#### [TEKS YANG DIBERIKAN]
★ ★ ★ ★ ★ ★ ★
PG : Kalau Bu Netty bagaimana sebagai hamba Tuhan?
NL : Karier saya pikir di satu sisi mungkin dikatakan "musuh dari pernikahan" ya, cuma pasti kita lihat juga karier apa. Misalnya kalau karier-karier yang biasa-biasa saja mungkin tidak terllu, tapi kalau makin seorang wanita memunyai karier yang tinggi misalnya sudah naik sampai ke pimpinan, nah itu menurut saya semakin susah.

PG : Saya melihat, Ibu Netty dan Ibu Esther, bahwa karier kalau melekat pada wanita seringkali menjadi sesuatu yang tidak terlalu pas atau nyaman. Tidak sepas dan senyaman kalau kita katakan pria itu berkarier, maksud saya begini, pria tidak pernah ada masalah yang kalau dia memunyai karier yang tinggi dan sebagainya.

Tapi saya kira wanita menghadapi karier dengan suatu perasaan yang sedikit 'ambivalen', perasaan yang sedikit tidak tahu pasti maju atau mundur. Tadi yang Ibu katakan waktu dia menanjak dalam kariernya, seolah-olah dia mungkin makin menjadi jauh dari kemungkinan dijangkau oleh pria. Atau misalkan dia akhirnya menikah, kariernya juga seringkali menjadi sesuatu yang membuat dia merasa kurang pas atau sedikit bersalah kalau misalnya si suami tidak memunyai kedudukan sebaik dia. Penghasilannya tidak sebesar dia atau nanti kalau dia memunyai karier terus dia memunyai anak, dia merasa dialah yang dituntut untuk berkorban, tidak pernah si suami merasa dia yang harus mengurangi kariernya, kebanyakan wanita yang diminta untuk mengurangi kariernya. Jadi saya mengamati karier itu sebagai sesuatu yang memunyai dua mata pedang, wanita menikmati karier tapi seolah-olah dia juga akan terjebak perasaan bersalah kalau terlalu menikmati karier.
★ ★ ★ ★ ★ ★ ★
#### [CATATAN DATA]
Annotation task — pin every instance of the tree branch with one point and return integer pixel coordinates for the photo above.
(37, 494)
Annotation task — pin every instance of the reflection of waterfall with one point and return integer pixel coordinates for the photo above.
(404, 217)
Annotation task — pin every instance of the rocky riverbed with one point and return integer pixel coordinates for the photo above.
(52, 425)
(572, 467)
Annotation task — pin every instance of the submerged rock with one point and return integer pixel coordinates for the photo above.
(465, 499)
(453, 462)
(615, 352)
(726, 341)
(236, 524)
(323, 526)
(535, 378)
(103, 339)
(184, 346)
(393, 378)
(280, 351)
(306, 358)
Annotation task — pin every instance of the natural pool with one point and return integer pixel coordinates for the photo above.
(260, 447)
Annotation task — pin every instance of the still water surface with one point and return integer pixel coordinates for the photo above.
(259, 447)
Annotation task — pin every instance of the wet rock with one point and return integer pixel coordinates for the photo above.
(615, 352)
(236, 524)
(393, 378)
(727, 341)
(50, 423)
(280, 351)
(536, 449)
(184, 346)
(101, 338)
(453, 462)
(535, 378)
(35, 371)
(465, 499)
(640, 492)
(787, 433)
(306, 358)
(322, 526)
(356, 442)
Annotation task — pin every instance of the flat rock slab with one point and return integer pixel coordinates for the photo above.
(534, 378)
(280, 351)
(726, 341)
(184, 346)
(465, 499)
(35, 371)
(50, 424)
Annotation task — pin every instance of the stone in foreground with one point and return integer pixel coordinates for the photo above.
★ ★ ★ ★ ★ ★ ★
#### [SOAL 1]
Tuliskan ulang kata demi kata bagian teks tentang karier wanita dari "NL : Karier" sampai "tinggi dan sebagainya.".
#### [SOAL 2]
Kutip persis baris-baris dalam catatan, dari baris yang memuat "Annotation task — pin every instance of the natural" sampai baris terakhir catatan, termasuk kedua baris itu.

#### [HASIL TUGAS 1]
NL : Karier saya pikir di satu sisi mungkin dikatakan "musuh dari pernikahan" ya, cuma pasti kita lihat juga karier apa. Misalnya kalau karier-karier yang biasa-biasa saja mungkin tidak terllu, tapi kalau makin seorang wanita memunyai karier yang tinggi misalnya sudah naik sampai ke pimpinan, nah itu menurut saya semakin susah.

PG : Saya melihat, Ibu Netty dan Ibu Esther, bahwa karier kalau melekat pada wanita seringkali menjadi sesuatu yang tidak terlalu pas atau nyaman. Tidak sepas dan senyaman kalau kita katakan pria itu berkarier, maksud saya begini, pria tidak pernah ada masalah yang kalau dia memunyai karier yang tinggi dan sebagainya.

#### [HASIL TUGAS 2]
Annotation task — pin every instance of the natural pool with one point and return integer pixel coordinates for the photo above.
(260, 447)
Annotation task — pin every instance of the still water surface with one point and return integer pixel coordinates for the photo above.
(259, 447)
Annotation task — pin every instance of the wet rock with one point and return integer pixel coordinates for the photo above.
(615, 352)
(236, 524)
(393, 378)
(727, 341)
(50, 423)
(280, 351)
(536, 449)
(184, 346)
(101, 338)
(453, 462)
(535, 378)
(35, 371)
(465, 499)
(640, 492)
(787, 433)
(306, 358)
(322, 526)
(356, 442)
Annotation task — pin every instance of the flat rock slab with one point and return integer pixel coordinates for the photo above.
(534, 378)
(280, 351)
(726, 341)
(184, 346)
(465, 499)
(35, 371)
(50, 424)
Annotation task — pin every instance of the stone in foreground with one point and return integer pixel coordinates for the photo above.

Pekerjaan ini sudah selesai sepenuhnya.